HOW TO COMPLETE THIS TASK: Repeat the data exactly, leaving out any image.

Image-backed grounding data:
☆ ☆ ☆ ☆ ☆ ☆ ☆

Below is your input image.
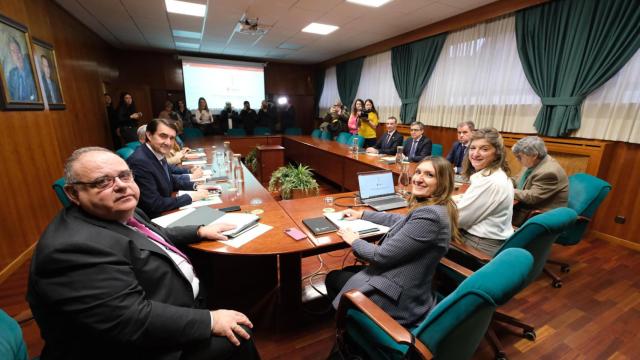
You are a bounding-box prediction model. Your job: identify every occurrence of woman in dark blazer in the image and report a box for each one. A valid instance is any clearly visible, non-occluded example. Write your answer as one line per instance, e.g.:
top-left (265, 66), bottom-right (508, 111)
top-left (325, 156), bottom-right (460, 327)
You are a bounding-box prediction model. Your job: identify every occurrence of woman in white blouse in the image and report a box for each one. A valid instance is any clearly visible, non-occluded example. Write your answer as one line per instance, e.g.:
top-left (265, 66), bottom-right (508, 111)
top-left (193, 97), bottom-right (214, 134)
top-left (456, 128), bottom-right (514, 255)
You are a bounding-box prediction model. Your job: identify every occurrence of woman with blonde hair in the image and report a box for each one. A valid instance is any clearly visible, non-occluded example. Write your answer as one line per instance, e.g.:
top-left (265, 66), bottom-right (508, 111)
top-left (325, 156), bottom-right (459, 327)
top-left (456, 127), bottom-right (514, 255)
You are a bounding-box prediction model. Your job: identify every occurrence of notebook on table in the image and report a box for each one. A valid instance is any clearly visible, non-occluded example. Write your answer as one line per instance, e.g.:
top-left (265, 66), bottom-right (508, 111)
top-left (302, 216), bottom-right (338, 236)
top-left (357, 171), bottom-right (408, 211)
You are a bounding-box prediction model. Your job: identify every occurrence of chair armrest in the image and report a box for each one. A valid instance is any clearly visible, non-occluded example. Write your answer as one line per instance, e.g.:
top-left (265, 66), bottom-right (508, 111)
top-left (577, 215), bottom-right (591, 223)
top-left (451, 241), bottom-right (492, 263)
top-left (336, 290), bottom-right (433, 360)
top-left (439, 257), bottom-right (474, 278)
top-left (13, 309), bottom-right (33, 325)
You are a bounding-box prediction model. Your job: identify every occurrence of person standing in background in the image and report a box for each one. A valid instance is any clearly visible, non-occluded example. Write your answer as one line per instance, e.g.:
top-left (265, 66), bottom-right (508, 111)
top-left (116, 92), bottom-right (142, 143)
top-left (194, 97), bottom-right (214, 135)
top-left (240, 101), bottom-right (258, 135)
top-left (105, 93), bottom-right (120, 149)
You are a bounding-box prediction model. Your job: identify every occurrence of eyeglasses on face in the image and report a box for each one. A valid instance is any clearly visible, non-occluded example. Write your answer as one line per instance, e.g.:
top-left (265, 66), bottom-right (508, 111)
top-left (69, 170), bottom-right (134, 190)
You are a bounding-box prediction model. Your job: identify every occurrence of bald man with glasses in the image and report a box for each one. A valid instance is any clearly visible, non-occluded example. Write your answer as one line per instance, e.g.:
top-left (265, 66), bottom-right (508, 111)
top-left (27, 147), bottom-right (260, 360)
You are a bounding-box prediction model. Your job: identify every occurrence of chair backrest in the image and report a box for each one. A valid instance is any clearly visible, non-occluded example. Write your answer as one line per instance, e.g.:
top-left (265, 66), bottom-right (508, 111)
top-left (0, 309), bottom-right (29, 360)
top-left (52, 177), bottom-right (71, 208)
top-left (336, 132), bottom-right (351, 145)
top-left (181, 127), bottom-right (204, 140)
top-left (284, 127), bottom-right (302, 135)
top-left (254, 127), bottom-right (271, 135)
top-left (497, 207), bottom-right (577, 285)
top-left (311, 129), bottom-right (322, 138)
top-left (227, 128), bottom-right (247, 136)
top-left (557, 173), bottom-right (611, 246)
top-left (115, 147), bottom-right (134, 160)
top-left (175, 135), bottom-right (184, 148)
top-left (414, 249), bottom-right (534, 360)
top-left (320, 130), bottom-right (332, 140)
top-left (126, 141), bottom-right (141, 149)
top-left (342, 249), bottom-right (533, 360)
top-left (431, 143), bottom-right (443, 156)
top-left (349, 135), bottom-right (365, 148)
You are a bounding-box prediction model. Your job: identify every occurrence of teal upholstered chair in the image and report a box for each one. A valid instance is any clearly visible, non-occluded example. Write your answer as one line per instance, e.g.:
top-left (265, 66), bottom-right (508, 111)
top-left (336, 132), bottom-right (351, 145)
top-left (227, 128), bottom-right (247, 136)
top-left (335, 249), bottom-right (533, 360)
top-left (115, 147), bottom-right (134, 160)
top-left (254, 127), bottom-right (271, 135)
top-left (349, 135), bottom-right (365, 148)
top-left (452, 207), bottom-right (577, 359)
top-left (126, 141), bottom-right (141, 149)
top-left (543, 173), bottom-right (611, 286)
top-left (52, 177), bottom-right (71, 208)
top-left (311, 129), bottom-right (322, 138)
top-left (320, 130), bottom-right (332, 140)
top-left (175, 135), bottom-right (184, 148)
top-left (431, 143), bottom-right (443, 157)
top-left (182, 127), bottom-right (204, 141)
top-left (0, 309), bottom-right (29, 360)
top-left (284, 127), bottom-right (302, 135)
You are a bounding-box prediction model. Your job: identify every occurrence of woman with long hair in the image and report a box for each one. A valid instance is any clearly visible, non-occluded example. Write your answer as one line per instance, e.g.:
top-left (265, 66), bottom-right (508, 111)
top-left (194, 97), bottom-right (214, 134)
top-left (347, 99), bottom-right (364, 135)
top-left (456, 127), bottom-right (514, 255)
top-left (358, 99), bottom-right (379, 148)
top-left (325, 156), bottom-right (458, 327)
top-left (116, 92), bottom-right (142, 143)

☆ ☆ ☆ ☆ ☆ ☆ ☆

TASK SOLUTION:
Below is your input image.
You are a bounding-box prediction model. Your job: identify every occurrence of woman in dark blazer in the image and report a box for each one. A valid instance is any clearly visible, non-occluded example. Write your answer as one line per instance, e.g.:
top-left (265, 66), bottom-right (508, 111)
top-left (325, 156), bottom-right (460, 327)
You are a bounding-box prediction model. Your job: identify every occurrence of woman in white blouse in the image and report a box for each one. A valid instance is any clearly visible, non-occluded example. Write your answer as one line per instance, e.g.:
top-left (265, 66), bottom-right (508, 111)
top-left (193, 97), bottom-right (214, 134)
top-left (456, 128), bottom-right (514, 255)
You are a bounding-box prediction model. Your job: identify every occurrence of woman with blonde hair in the image and report a box for each one. A valid instance is any clearly visible, non-occluded example. Write your answer as one line per instance, e.g.:
top-left (265, 66), bottom-right (508, 111)
top-left (325, 156), bottom-right (459, 327)
top-left (456, 127), bottom-right (514, 255)
You are a bounding-box prediction model. Your job: identify every occurrence of notebook on table in the image and report a box for each one. A valid instance is any clearly visible, non-occluded example. Write your answer as one line per instance, e.g.:
top-left (265, 66), bottom-right (508, 111)
top-left (302, 216), bottom-right (338, 236)
top-left (357, 171), bottom-right (408, 211)
You are a bounding-box prediction model. Your job: identify every occurrence of chair armrest in the image and report a box for each one. A valid instance is any clearly visible, non-occluded example. Write your answer as one line per instance, e.g.:
top-left (265, 66), bottom-right (508, 111)
top-left (577, 215), bottom-right (591, 223)
top-left (451, 241), bottom-right (492, 263)
top-left (336, 290), bottom-right (433, 360)
top-left (439, 257), bottom-right (474, 278)
top-left (13, 309), bottom-right (33, 325)
You are a bounding-box prediction model. Your job: identify every occurrence of person standing in background in the image and report a box for each one. A valid instance is any clearly visible, non-occluded example. Write your answer as one line per instance, e.g.:
top-left (265, 66), bottom-right (508, 111)
top-left (116, 92), bottom-right (142, 143)
top-left (194, 97), bottom-right (214, 135)
top-left (240, 101), bottom-right (258, 135)
top-left (105, 93), bottom-right (120, 149)
You are a bounding-box prediction model. Your job: identify every occurrence of eyeglasses on face in the image and report a box for each one. A valid instance is any clearly visible, non-occluded example. Write your answer as one line per instance, e.g.:
top-left (265, 66), bottom-right (508, 111)
top-left (69, 170), bottom-right (134, 190)
You are a bounding-box prediction model. Your job: identify every occurrence of bald man with glasses in the image and report a box for each one. A valid instance is any clearly visible, non-occluded example. Write your answer as one line per instance, e.g.:
top-left (265, 66), bottom-right (508, 111)
top-left (27, 147), bottom-right (260, 360)
You are a bounding-box prediction model. Your job: identify every occurrence of chair backrest in the image and report a box for each one. A valid instance is any clearly visible, non-occluded example. Write your answer as one line per instance, e.g.:
top-left (265, 66), bottom-right (508, 111)
top-left (0, 309), bottom-right (29, 360)
top-left (52, 177), bottom-right (71, 208)
top-left (336, 132), bottom-right (351, 145)
top-left (181, 127), bottom-right (204, 140)
top-left (284, 127), bottom-right (302, 135)
top-left (254, 127), bottom-right (271, 135)
top-left (497, 207), bottom-right (577, 285)
top-left (311, 129), bottom-right (322, 138)
top-left (227, 128), bottom-right (247, 136)
top-left (557, 173), bottom-right (611, 246)
top-left (115, 147), bottom-right (134, 160)
top-left (175, 135), bottom-right (184, 148)
top-left (414, 249), bottom-right (534, 360)
top-left (320, 130), bottom-right (332, 140)
top-left (126, 141), bottom-right (141, 149)
top-left (342, 249), bottom-right (533, 360)
top-left (431, 143), bottom-right (443, 156)
top-left (349, 135), bottom-right (365, 148)
You are a bounding-box prediction model. Your job: identify every occurrence of teal upholstered chair in the image and report a box for each one. A valid instance is any clearly visible, non-occluded example. Write your answer as one line per instance, e.g.:
top-left (265, 66), bottom-right (508, 111)
top-left (336, 132), bottom-right (351, 145)
top-left (227, 128), bottom-right (247, 136)
top-left (335, 249), bottom-right (533, 360)
top-left (115, 147), bottom-right (134, 160)
top-left (254, 127), bottom-right (271, 135)
top-left (349, 135), bottom-right (365, 148)
top-left (452, 207), bottom-right (577, 359)
top-left (126, 141), bottom-right (141, 149)
top-left (543, 173), bottom-right (611, 286)
top-left (52, 177), bottom-right (71, 208)
top-left (311, 129), bottom-right (322, 138)
top-left (320, 130), bottom-right (332, 140)
top-left (175, 135), bottom-right (184, 148)
top-left (431, 143), bottom-right (443, 157)
top-left (182, 127), bottom-right (204, 141)
top-left (0, 309), bottom-right (29, 360)
top-left (284, 127), bottom-right (302, 135)
You are a bounding-box prediction model. Your job: identify every occurrence of woman with long hair in the image and report a box for each one. A valid instance is any clearly visible, non-occluded example. Write your answer as one line per instance, e.g.:
top-left (265, 66), bottom-right (508, 111)
top-left (194, 97), bottom-right (214, 134)
top-left (347, 99), bottom-right (364, 135)
top-left (456, 127), bottom-right (514, 255)
top-left (358, 99), bottom-right (379, 148)
top-left (325, 156), bottom-right (458, 327)
top-left (116, 92), bottom-right (142, 143)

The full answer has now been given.